Can Social Media Posts Affect My Personal Injury Case?

To say that social media has changed the way we live is an understatement. From the smallest sentiments and silly memes to breaking news, noble causes, natural disasters, and everything in between, people across the world have found new and novel ways to communicate, collaborate, and unite – with little more than the click of a few buttons.

Social media’s transformative impact on how people interact is certainly amazing, and there are many examples of the power of social platforms. That includes officials communicating directly with citizens and communities, open access to public health or safety information, and more opportunities to establish meaningful connections with others, to name a few.

For all there is that’s “good” about social media, there is, naturally, a potential for it to be used in not-so-spectacular ways. Ideals and arguments aside, numerous people, professionals, and corporations have confronted problems arising from online platforms – leaving at least one statement with which we can all agree:

As with many things in life, social media has the power to help, and to harm.

Unfortunately, that is a possibility even in personal injury cases.

How Social Media Can Impact a Personal Injury Case

While personal injury cases are legal proceedings in which victims harmed by the negligence of others can seek justice and compensation from at-fault parties, they are also “adversarial” in nature.

As lawyers, we engage in the adversarial art of “argument,” either on behalf of injured plaintiffs (as we at The Perecman Firm, P.L.L.C. do), or defendants (which, in many cases we handle, are often representatives of corporations and insurance companies) before an impartial party (a judge or jury).

A foundation to our judicial system, the adversarial process by which cases are adjudicated can – just like social media – have its good and bad. When the system works well, both sides are represented by advocates who present their parties’ side of the story before a neutral party. At times when it does not work well, however, zealous arguments can alter the meaning of what was said or done.

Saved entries
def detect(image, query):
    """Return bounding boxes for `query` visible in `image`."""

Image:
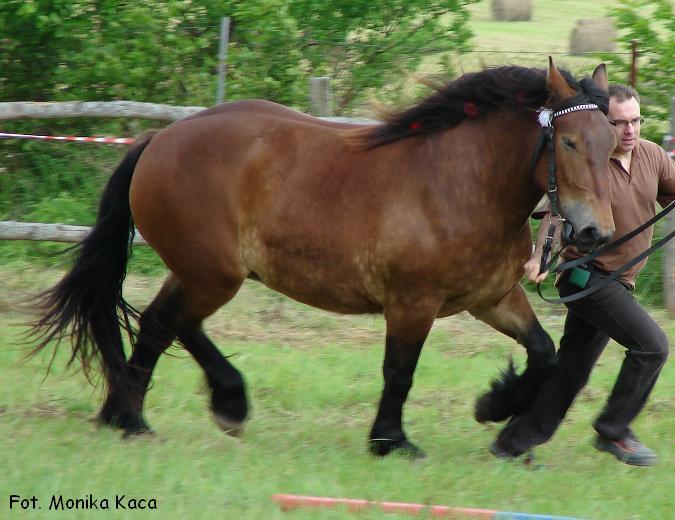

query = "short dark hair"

[608,83,640,103]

> **JOBS**:
**1)** In the article on social media and personal injury cases, turn the paragraph beginning "Social media's transformative impact" into a short list that keeps its main facts.
**2)** Resume the article on social media and personal injury cases, picking up right after its final sentence.
The saved entries above are separate from the article and are not part of it.

> **TASK-BY-TASK ANSWERS**:
**1)**
Social media's transformative impact on how people interact is amazing, and its power shows in many ways, including:
- officials communicating directly with citizens and communities
- open access to public health or safety information
- more opportunities to build meaningful connections with others

**2)**
Social media posts are a good example of this. Here are a few reasons why they pose risks to personal injury plaintiffs:

  • Risks of Misinterpretation: Though they can be innocuous enough, social media posts – just like verbal statements – can be misconstrued, misinterpreted, and used as leverage to support an argument or assumption that isn’t true. In auto accident cases, for example, it is not uncommon for statements made by victims at a crash scene, where there can be a lot going on, to be interpreted in ways the speaker did not intend. A simple “sorry” or apology from one driver, even if it’s just a natural response, could be used to support arguments that they are at fault for causing the wreck, even if it’s not the case. The same is true for many other types of posts.
  • Inferences About Injuries: Social media platforms have become popular places for people to share photos of themselves and their loved ones. Although injuries can certainly affect how frequently some may post, especially during difficult recoveries, there’s no right or wrong way to share your story; some people may choose to share photos of their recovery, and provide hope to others in similar situations. What can be concerning with photos on public social media pages, though, is that they can be viewed by opposing parties and, in worst case scenarios, be used to support inaccurate arguments. Posting a photo of a golf swing to celebrate being able to hit a golf ball again, even if it was painful or poorly shot due to your injuries, may seem like a great way to share progress with friends and family to you, but it could be seen as evidence by parties who may argue you’re not really injured, even if that isn’t the case.
  • Assumptions From Locations & Geo-Tagging: Many social media platforms allow users to “check in,” or tag themselves or their photos at various locations. While simply being in a certain place or area means nothing about what you were actually doing, it certainly can be interpreted negatively, and possibly used as evidence to combat a claim.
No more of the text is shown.